• _To do_
Please give back, word for word, only the lines starting at the one containing "Task: indicate the white background" and ending at the one containing "Task: indicate the green herb" within the material below.
== Information given ==
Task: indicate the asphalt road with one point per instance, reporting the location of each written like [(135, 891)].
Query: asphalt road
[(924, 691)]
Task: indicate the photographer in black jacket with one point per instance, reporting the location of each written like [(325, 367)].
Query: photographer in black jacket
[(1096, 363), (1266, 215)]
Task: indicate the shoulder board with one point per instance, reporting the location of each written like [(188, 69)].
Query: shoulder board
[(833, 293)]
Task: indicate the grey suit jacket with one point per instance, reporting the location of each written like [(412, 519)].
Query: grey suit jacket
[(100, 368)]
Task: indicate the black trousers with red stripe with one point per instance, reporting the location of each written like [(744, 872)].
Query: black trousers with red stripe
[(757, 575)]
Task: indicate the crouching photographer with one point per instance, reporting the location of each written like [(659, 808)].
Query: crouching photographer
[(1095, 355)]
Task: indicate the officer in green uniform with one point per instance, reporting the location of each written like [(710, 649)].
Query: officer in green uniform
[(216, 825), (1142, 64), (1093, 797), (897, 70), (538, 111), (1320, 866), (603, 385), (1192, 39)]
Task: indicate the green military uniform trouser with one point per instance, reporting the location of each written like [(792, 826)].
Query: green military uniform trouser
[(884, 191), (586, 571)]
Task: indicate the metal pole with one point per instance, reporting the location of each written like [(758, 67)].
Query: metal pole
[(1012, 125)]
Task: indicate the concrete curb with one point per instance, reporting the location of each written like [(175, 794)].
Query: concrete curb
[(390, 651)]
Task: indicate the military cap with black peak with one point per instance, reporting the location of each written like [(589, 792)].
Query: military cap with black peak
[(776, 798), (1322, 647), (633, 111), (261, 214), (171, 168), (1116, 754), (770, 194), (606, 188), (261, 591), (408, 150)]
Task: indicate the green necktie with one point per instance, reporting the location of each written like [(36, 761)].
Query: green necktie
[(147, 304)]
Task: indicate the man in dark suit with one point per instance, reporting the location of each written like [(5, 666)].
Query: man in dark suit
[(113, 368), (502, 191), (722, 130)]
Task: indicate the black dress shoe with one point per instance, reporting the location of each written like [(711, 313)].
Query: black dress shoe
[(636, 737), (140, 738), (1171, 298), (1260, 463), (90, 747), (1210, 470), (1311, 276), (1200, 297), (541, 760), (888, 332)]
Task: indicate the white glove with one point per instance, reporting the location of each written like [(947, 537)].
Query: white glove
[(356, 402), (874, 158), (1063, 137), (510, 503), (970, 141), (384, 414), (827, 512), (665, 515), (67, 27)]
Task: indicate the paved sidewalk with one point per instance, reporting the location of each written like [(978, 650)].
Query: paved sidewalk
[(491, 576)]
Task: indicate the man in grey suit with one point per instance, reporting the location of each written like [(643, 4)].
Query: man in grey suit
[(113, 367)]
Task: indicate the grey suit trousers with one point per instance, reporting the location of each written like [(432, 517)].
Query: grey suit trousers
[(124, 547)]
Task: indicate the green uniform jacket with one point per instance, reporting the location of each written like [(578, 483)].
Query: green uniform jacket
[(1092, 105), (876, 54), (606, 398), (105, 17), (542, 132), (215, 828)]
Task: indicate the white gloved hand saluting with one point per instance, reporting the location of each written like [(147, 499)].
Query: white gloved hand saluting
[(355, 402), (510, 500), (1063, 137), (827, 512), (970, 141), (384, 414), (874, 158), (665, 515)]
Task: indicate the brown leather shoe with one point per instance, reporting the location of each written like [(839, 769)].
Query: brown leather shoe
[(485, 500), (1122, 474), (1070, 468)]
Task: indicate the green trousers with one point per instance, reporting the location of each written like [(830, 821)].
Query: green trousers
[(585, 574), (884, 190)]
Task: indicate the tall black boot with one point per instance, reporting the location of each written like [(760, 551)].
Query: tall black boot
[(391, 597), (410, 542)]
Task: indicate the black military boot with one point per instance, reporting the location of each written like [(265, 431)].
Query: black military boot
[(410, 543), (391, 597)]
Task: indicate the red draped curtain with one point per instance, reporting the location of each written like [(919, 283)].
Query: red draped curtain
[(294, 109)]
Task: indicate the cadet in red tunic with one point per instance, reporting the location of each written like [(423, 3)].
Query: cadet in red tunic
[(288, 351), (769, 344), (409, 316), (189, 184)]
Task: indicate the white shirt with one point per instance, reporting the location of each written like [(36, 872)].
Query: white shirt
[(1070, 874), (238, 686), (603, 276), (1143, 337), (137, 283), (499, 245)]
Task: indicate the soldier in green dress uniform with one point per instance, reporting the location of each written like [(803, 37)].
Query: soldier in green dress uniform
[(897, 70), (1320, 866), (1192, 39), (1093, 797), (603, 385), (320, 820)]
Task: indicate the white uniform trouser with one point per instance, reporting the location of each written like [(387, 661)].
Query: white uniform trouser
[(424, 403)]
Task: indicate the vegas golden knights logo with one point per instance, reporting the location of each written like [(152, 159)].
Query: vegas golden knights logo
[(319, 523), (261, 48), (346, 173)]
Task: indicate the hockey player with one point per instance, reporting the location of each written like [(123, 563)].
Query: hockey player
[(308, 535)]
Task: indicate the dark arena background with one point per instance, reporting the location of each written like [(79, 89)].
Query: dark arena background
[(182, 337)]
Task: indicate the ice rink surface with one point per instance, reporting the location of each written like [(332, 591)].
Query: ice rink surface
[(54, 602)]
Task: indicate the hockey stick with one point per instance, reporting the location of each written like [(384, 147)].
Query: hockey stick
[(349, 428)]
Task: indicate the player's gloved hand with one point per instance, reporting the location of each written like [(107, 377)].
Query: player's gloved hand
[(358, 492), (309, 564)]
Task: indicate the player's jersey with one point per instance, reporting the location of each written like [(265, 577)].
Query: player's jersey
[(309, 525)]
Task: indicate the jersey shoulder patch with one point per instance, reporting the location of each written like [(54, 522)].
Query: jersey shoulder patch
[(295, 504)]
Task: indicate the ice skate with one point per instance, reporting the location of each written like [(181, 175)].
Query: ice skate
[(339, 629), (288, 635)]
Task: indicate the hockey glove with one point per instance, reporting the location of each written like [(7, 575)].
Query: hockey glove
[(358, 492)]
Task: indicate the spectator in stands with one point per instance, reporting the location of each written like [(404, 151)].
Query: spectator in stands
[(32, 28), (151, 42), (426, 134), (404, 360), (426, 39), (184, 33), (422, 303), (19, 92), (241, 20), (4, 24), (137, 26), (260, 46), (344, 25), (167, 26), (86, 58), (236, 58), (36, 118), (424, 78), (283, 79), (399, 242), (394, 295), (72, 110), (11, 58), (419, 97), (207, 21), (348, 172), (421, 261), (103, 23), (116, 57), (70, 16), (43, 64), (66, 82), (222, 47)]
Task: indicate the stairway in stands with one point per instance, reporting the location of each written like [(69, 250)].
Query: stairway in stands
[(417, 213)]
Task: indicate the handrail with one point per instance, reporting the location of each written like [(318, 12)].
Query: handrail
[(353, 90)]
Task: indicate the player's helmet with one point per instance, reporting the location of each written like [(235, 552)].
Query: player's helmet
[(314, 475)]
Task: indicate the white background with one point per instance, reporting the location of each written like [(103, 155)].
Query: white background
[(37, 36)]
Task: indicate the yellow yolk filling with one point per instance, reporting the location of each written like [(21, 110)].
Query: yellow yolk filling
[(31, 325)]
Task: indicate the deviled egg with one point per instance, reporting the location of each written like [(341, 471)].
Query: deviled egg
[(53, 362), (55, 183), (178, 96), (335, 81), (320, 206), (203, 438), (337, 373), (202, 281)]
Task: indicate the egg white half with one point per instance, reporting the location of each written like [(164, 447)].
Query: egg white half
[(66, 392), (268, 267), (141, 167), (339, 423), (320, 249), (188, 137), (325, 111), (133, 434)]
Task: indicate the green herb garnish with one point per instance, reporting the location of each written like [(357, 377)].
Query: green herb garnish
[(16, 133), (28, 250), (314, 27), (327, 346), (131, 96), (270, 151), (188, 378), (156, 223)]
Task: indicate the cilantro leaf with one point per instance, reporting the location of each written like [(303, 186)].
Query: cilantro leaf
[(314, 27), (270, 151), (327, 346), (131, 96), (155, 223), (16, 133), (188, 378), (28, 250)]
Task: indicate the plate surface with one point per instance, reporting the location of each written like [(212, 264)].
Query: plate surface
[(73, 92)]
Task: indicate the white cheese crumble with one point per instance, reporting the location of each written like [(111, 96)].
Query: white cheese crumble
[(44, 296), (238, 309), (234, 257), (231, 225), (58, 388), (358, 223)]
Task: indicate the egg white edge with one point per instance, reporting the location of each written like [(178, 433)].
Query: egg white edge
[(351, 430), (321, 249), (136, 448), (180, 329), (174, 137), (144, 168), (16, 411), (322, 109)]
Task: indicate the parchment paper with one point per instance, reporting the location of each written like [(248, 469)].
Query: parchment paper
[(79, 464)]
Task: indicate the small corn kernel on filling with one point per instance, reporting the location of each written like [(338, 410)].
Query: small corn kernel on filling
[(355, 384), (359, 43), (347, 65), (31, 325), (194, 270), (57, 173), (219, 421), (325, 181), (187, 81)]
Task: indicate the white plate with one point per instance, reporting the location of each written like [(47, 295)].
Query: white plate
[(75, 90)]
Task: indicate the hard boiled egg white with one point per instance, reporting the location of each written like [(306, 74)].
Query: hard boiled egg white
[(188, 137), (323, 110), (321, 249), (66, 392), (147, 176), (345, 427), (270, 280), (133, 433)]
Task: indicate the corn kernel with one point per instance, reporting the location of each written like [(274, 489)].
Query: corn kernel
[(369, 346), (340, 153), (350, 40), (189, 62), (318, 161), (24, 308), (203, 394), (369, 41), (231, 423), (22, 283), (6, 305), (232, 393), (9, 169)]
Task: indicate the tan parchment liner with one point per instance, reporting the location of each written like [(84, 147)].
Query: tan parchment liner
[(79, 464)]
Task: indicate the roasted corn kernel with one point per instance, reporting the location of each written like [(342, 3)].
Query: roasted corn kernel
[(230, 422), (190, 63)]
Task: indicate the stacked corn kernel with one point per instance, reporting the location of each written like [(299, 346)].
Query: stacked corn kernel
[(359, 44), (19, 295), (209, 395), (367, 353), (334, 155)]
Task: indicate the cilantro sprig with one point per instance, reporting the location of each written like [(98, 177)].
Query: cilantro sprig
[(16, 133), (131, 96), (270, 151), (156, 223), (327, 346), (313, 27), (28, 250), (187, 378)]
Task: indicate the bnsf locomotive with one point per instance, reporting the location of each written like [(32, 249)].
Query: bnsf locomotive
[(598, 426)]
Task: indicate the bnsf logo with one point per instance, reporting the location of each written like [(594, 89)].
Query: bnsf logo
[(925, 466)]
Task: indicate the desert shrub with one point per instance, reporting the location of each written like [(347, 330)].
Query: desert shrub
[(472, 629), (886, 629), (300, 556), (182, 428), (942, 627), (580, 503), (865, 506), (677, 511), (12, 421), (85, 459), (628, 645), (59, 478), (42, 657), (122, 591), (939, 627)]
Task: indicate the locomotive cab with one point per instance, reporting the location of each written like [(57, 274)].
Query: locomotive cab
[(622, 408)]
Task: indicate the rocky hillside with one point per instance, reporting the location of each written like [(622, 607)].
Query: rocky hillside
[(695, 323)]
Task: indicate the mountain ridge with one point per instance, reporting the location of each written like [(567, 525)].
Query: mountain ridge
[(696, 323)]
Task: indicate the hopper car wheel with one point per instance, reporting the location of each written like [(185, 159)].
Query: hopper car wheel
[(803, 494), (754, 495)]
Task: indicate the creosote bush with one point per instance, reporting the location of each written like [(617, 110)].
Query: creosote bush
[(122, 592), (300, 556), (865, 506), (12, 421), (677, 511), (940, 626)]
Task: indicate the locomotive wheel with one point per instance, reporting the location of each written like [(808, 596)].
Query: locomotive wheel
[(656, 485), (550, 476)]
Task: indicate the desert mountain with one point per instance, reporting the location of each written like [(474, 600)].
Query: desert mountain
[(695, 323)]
===
• _Answer to this exercise_
Task: indicate the white background with one point per instance, reporting the location of each written like [(103, 155)].
Query: white background
[(37, 36)]
Task: indicate the yellow yolk filling with one point per instance, reporting the location of each written like [(21, 110)].
Query: yellow yolk filling
[(31, 325)]
Task: indicate the deviled egg with one point per instance, reporting the location of each written like [(341, 471)].
Query: deviled egg
[(53, 362), (55, 183), (178, 96), (335, 81), (320, 206), (203, 438), (337, 373), (202, 281)]
Task: indicate the egg white half with one point per instance, reporting the location of each written like [(164, 447)].
Query: egg white half
[(66, 392), (268, 267), (141, 167), (339, 423), (320, 249), (188, 137), (325, 111), (133, 434)]
Task: indicate the green herb garnish with one point per instance, reporting the location of each written like [(357, 377)].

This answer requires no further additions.